Extract provided: Begin

Personal tragedy followed in March 1834 when his wife died in Calcutta. By December, however, Waghorn had remarried – to Harriet Martin, daughter of the miller at Snodland and a neighbour of his mother. That month, he also inherited a substantial estate from his grandfather, and the couple lived in Rochester until building The Lodge in Snodland's upper High Street about 1836 and mortgaged it.

Thomas Waghorn's statue in Chatham

Waghorn's business plan began to flourish. He set up an agency along with George Wheatley in Cornhill, London, for conveying post – and passengers – to India via Egypt. Between 1835 and 1837, he lived among Arabs in the desert and laid the foundations for the overland route across the desert from Cairo to Suez. This involved building rest-houses and supplying guides, steamboats, horses and carriages for travellers. The route was primarily used as a postal service, and the transport of passengers did not provide much comfort – a 24-hour ride across a usually hot desert with camels and donkeys. Waghorn had to negotiate with the local Bedouins for safe passage even with Ali's official government blessing in 1837.

He became deputy consul in Egypt in 1837 but soon fell out with the authorities. From 1840, P&O set up in competition with him, backed by the British government, and he was out of business by 1844. Then came another setback: 300 horses died in a plague. It was the end, and the Pasha bought him out.

Extract provided: End
Records: Begin

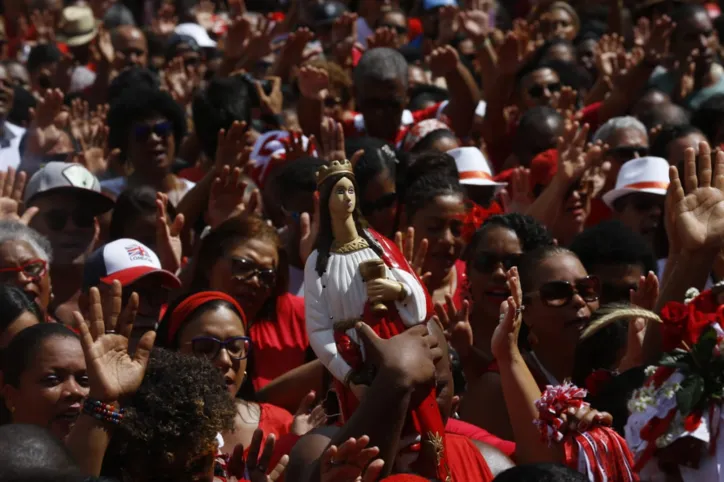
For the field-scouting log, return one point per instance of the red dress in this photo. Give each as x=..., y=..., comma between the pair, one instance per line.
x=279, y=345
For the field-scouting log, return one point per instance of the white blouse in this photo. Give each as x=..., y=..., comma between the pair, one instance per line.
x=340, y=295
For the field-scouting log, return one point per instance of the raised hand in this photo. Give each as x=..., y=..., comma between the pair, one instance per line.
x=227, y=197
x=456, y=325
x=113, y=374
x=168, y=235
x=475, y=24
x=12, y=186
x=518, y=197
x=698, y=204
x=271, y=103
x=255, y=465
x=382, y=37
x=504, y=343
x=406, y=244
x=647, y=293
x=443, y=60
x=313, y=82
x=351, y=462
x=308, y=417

Records: End
Records: Begin

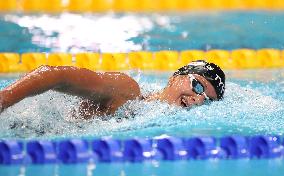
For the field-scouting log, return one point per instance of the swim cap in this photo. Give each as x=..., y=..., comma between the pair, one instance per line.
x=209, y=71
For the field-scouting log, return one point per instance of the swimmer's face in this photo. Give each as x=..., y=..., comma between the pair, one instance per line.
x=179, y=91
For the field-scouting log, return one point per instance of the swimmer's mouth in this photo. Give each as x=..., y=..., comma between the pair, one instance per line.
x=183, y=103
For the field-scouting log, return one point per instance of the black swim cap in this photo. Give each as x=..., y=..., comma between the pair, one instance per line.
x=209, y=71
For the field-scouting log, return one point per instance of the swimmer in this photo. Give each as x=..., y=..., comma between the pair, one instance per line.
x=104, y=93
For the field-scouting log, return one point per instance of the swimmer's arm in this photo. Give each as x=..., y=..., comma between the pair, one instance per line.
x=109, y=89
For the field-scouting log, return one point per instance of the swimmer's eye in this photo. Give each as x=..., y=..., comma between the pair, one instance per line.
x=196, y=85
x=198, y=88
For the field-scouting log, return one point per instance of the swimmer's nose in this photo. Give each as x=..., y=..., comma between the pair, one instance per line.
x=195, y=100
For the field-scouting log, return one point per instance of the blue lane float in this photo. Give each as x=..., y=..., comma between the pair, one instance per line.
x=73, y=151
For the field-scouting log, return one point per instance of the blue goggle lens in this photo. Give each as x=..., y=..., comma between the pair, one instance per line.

Records: End
Records: Begin

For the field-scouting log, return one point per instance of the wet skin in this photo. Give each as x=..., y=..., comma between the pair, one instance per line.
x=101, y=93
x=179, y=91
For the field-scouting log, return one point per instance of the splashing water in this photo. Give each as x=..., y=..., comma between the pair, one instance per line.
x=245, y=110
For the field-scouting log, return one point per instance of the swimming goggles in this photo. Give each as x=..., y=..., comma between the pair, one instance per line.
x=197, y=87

Records: End

Return the entire passage about Thomas Waghorn and his overland route through Egypt word for word, with nothing left out.

_Answer to this problem_
Personal tragedy followed in March 1834 when his wife died in Calcutta. By December, however, Waghorn had remarried – to Harriet Martin, daughter of the miller at Snodland and a neighbour of his mother. That month, he also inherited a substantial estate from his grandfather, and the couple lived in Rochester until building The Lodge in Snodland's upper High Street about 1836 and mortgaged it.

Thomas Waghorn's statue in Chatham

Waghorn's business plan began to flourish. He set up an agency along with George Wheatley in Cornhill, London, for conveying post – and passengers – to India via Egypt. Between 1835 and 1837, he lived among Arabs in the desert and laid the foundations for the overland route across the desert from Cairo to Suez. This involved building rest-houses and supplying guides, steamboats, horses and carriages for travellers. The route was primarily used as a postal service, and the transport of passengers did not provide much comfort – a 24-hour ride across a usually hot desert with camels and donkeys. Waghorn had to negotiate with the local Bedouins for safe passage even with Ali's official government blessing in 1837.

He became deputy consul in Egypt in 1837 but soon fell out with the authorities. From 1840, P&O set up in competition with him, backed by the British government, and he was out of business by 1844. Then came another setback: 300 horses died in a plague. It was the end, and the Pasha bought him out.